◆ DO THIS:
Quote every one of the records below word for word, changing no character and leaving out no line.

Entries for pointing to named objects:
━━━━━━━━━━

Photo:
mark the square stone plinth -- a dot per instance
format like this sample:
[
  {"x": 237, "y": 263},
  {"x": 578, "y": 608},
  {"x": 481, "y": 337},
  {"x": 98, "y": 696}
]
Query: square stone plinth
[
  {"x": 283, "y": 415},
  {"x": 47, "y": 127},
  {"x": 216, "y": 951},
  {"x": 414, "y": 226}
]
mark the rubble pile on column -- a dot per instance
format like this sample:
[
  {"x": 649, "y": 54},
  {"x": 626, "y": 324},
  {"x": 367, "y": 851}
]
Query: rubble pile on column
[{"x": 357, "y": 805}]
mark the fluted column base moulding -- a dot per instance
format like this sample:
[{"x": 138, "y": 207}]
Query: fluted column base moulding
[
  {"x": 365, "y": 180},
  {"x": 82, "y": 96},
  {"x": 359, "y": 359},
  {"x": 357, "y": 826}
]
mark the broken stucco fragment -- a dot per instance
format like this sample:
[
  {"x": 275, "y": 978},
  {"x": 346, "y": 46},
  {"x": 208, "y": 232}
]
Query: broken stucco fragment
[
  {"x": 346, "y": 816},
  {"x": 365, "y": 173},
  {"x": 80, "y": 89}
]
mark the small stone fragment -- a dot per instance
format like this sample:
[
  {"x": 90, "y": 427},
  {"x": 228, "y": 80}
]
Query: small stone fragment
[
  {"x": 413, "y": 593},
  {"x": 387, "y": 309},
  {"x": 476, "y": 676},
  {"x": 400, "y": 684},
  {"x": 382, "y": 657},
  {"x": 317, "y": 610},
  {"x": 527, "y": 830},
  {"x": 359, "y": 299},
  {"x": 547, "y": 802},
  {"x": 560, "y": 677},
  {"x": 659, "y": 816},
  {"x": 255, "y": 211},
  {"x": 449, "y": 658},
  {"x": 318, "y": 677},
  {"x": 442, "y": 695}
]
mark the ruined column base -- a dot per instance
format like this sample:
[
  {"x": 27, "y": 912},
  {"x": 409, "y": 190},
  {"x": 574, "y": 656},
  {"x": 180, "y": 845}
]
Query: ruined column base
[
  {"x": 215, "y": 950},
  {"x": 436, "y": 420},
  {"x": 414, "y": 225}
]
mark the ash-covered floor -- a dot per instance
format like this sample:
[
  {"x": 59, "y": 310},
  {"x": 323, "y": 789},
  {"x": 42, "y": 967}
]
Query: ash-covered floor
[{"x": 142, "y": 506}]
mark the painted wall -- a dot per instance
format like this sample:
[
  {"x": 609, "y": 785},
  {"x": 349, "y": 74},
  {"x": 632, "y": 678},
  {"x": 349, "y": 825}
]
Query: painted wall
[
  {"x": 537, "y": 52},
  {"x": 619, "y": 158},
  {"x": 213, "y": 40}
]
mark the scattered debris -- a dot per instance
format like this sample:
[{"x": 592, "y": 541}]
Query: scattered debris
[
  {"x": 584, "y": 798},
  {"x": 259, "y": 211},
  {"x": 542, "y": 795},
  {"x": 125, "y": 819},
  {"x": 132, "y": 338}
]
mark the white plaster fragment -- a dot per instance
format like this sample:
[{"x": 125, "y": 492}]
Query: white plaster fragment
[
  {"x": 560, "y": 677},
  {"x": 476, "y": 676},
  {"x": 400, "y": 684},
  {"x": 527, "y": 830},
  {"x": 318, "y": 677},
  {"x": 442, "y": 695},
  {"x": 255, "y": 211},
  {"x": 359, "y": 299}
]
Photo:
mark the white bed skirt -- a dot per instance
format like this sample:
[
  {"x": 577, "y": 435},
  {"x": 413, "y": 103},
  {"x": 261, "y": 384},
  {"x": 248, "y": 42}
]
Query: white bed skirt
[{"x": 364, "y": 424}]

━━━━━━━━━━

◆ RESPONSE:
Photo:
mark the square stone plinth -- a dot per instance
format like this sample:
[
  {"x": 237, "y": 263},
  {"x": 578, "y": 608},
  {"x": 481, "y": 337},
  {"x": 98, "y": 696}
]
Query: square stone plinth
[
  {"x": 283, "y": 415},
  {"x": 47, "y": 127},
  {"x": 216, "y": 951},
  {"x": 414, "y": 226}
]
mark the rubble pile on column -- a dot per instance
format like this sample:
[
  {"x": 649, "y": 54},
  {"x": 626, "y": 324},
  {"x": 367, "y": 851}
]
Query: rubble pile on column
[{"x": 357, "y": 805}]
mark the fluted column base moulding -- a dot per instance
format like this sample:
[{"x": 138, "y": 207}]
Query: fluted column base moulding
[
  {"x": 365, "y": 180},
  {"x": 82, "y": 96},
  {"x": 359, "y": 359},
  {"x": 357, "y": 826}
]
mark the broken stucco fragment -- a dot per instance
format like this sample:
[
  {"x": 275, "y": 978},
  {"x": 346, "y": 46},
  {"x": 208, "y": 232}
]
Query: broken stucco fragment
[
  {"x": 346, "y": 816},
  {"x": 365, "y": 173},
  {"x": 80, "y": 89}
]
mark the small stone fragment -- a dot per instance
format like this sample:
[
  {"x": 90, "y": 427},
  {"x": 228, "y": 80}
]
Query: small stone fragment
[
  {"x": 413, "y": 593},
  {"x": 387, "y": 309},
  {"x": 476, "y": 676},
  {"x": 400, "y": 684},
  {"x": 382, "y": 657},
  {"x": 317, "y": 610},
  {"x": 527, "y": 830},
  {"x": 359, "y": 299},
  {"x": 547, "y": 802},
  {"x": 560, "y": 677},
  {"x": 659, "y": 816},
  {"x": 255, "y": 211},
  {"x": 449, "y": 658},
  {"x": 318, "y": 677},
  {"x": 442, "y": 695}
]
mark the ruined column base -- a dot per instance
format like this sample:
[
  {"x": 27, "y": 912},
  {"x": 409, "y": 190},
  {"x": 574, "y": 656},
  {"x": 180, "y": 845}
]
Query: ruined column base
[
  {"x": 215, "y": 950},
  {"x": 436, "y": 420},
  {"x": 414, "y": 225}
]
mark the ash-covered floor -- a dot per instance
format like this sample:
[
  {"x": 59, "y": 310},
  {"x": 323, "y": 789},
  {"x": 42, "y": 967}
]
Query: ash-covered floor
[{"x": 142, "y": 506}]
mark the painted wall -- a dot per instance
format like this sample:
[
  {"x": 609, "y": 785},
  {"x": 349, "y": 74},
  {"x": 632, "y": 678},
  {"x": 349, "y": 825}
]
Query: painted wall
[
  {"x": 537, "y": 52},
  {"x": 619, "y": 158},
  {"x": 213, "y": 40}
]
mark the scattered debris -- a dot per instance
format like this sample:
[{"x": 592, "y": 541}]
Query: scattered debris
[
  {"x": 584, "y": 798},
  {"x": 259, "y": 211},
  {"x": 542, "y": 795},
  {"x": 125, "y": 819},
  {"x": 132, "y": 338}
]
mark the white plaster fragment -- a dot per instance
format like this sample:
[{"x": 125, "y": 492}]
Query: white plaster fragment
[
  {"x": 560, "y": 677},
  {"x": 476, "y": 676},
  {"x": 400, "y": 684},
  {"x": 527, "y": 830},
  {"x": 318, "y": 677},
  {"x": 442, "y": 695},
  {"x": 255, "y": 211},
  {"x": 359, "y": 299}
]
Photo:
mark the white bed skirt -- a dot per instance
format like this sample:
[
  {"x": 577, "y": 435},
  {"x": 413, "y": 103},
  {"x": 261, "y": 384},
  {"x": 248, "y": 42}
]
Query: white bed skirt
[{"x": 364, "y": 424}]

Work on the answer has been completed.